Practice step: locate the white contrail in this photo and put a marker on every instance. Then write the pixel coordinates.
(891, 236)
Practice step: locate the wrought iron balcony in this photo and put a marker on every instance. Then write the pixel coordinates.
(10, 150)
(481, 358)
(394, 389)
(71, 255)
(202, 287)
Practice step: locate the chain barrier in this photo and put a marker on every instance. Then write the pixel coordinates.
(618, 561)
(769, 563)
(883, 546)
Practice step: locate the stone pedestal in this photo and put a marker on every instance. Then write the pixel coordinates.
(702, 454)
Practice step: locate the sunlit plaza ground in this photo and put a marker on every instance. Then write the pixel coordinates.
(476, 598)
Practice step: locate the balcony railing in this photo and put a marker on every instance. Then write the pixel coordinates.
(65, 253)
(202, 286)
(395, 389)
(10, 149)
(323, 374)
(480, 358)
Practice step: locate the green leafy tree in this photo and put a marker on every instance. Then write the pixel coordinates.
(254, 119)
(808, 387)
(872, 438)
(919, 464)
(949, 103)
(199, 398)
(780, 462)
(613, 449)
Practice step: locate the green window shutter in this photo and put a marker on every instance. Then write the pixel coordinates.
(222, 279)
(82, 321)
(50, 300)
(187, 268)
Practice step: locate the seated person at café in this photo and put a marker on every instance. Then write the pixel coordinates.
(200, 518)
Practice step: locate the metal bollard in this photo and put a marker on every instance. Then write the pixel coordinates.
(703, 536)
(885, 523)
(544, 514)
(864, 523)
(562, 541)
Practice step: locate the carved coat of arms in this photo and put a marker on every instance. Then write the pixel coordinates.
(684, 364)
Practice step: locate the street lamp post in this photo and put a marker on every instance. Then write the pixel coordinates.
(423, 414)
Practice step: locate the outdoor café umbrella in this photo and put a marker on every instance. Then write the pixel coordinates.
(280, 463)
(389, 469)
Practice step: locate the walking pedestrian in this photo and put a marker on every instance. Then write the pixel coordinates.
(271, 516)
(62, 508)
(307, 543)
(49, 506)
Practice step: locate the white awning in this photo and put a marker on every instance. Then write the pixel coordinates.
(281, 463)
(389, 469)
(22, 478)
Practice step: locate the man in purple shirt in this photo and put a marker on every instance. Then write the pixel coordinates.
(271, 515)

■ Objective ■
Copy the listing word for word, starting at the line that contains "Practice step: locate the seated" and continuing through the last line of the listing.

■ Response ■
Practice step: locate the seated person at café in this photo and put a marker on every instance. Then write the pixel coordinates.
(200, 518)
Practice step: locate the metal bollard in this photo and put a marker on every instance. Then write the pixel coordinates.
(703, 536)
(885, 523)
(544, 514)
(864, 523)
(562, 541)
Practice step: locate the carved coat of arms in this photo and put a marker on every instance. Then write the pixel coordinates.
(684, 364)
Practice step: locate the street lamp post in this photo and put a marker on every instance. Then write the pixel coordinates.
(423, 414)
Practice step: locate the outdoor café umbrella in this photo and put a marker on every instance. Then write the pixel coordinates.
(280, 463)
(389, 469)
Practice step: locate the walking pedestrian in this photo and put a marker on every instance. Then write the pixel coordinates.
(271, 516)
(62, 508)
(307, 543)
(49, 506)
Practice step: locate the white awning in this photo and put a marker on every instance. Then write the pixel coordinates.
(281, 463)
(389, 469)
(22, 478)
Practice step: locate the man in purple shirt in this photo and put a marker on every instance. Then write the pixel coordinates.
(271, 515)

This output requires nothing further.